● Tasks to perform:
a - Copy the part of the Battle of Cynthiana passage from "The Battle of Cynthiana, or" up to and including "July 17, 1862.".
b - List every name that the Battle of Cynthiana passage gives for the 1864 battle.

Commanders and leaders
- Conrad Garis Edward H. Hobson Stephen Gano Burbridge: John H. Morgan H. L. Giltner D. Howard Smith Robert M. Martin

Units involved
- 168th Ohio Infantry 171st Ohio Infantry Harrison County Home Guards 7th Ohio Cavalry 12th Ohio Cavalry 9th Michigan Cavalry 11th Michigan Cavalry 16th Kentucky Cavalry 30th Kentucky Infantry 39th Kentucky Infantry 37th Kentucky Infantry 40th Kentucky Infantry 45th Kentucky Infantry 47th Kentucky Infantry 52nd Kentucky Infantry Battery "C" Kentucky Light Artillery: 1st Kentucky Special Cavalry Battalion 2nd Kentucky Special Cavalry Battalion 3rd Kentucky Special Cavalry Battalion 4th Kentucky Cavalry 10th Kentucky Cavalry Battalion 1st Kentucky Mounted Rifles Battalion 2nd Kentucky Mounted Rifles Battalion 10th Kentucky Mounted Rifles Battalion 6th Confederate Battalion

Strength
- 2400: 1,200

Casualties and losses
- 1,092: 1,000

= Battle of Cynthiana =

Battle of the American Civil War

The Battle of Cynthiana, or more specifically the Second Battle of Cynthiana or the Battle of Kellar's Bridge, included three separate engagements during the American Civil War that were fought on June 11 and 12, 1864, in Harrison County, Kentucky, in and near the town of Cynthiana. This was part of Confederate Brigadier General John H. Morgan's 1864 Raid into Kentucky. The battle ultimately resulted in a victory by Union forces over the raiders and ended Morgan's Last Kentucky Raid in defeat. Morgan's command had previously captured the town in the First Battle of Cynthiana, July 17, 1862.

● Listed entries:
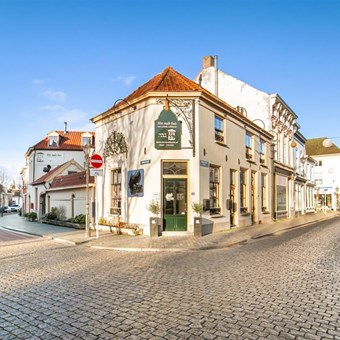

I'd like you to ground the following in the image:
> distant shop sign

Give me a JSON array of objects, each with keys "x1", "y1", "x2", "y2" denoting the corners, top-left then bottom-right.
==
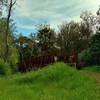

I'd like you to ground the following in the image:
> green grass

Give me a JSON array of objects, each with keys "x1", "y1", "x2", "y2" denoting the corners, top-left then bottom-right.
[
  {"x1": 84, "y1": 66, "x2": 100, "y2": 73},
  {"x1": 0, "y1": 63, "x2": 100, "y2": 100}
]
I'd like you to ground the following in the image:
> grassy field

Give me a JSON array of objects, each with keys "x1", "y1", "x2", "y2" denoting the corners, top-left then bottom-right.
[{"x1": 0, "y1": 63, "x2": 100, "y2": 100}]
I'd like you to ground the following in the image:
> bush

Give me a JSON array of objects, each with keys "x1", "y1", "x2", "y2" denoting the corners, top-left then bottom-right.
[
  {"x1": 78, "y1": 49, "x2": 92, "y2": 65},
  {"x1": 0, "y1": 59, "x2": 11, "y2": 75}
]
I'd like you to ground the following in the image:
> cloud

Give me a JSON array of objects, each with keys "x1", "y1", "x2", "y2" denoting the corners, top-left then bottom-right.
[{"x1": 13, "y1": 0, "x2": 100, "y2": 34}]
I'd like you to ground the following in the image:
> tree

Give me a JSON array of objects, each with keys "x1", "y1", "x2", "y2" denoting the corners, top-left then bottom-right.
---
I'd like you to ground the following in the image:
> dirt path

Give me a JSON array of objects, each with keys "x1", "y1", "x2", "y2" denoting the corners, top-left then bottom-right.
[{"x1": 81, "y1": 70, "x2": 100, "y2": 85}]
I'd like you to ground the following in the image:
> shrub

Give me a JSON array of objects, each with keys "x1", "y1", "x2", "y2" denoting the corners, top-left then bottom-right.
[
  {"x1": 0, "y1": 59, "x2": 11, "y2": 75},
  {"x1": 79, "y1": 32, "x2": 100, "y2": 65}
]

● Outputs in order:
a -
The Battle of Cynthiana, or more specifically the Second Battle of Cynthiana or the Battle of Kellar's Bridge, included three separate engagements during the American Civil War that were fought on June 11 and 12, 1864, in Harrison County, Kentucky, in and near the town of Cynthiana. This was part of Confederate Brigadier General John H. Morgan's 1864 Raid into Kentucky. The battle ultimately resulted in a victory by Union forces over the raiders and ended Morgan's Last Kentucky Raid in defeat. Morgan's command had previously captured the town in the First Battle of Cynthiana, July 17, 1862.

b -
- Battle of Cynthiana
- Second Battle of Cynthiana
- Battle of Kellar's Bridge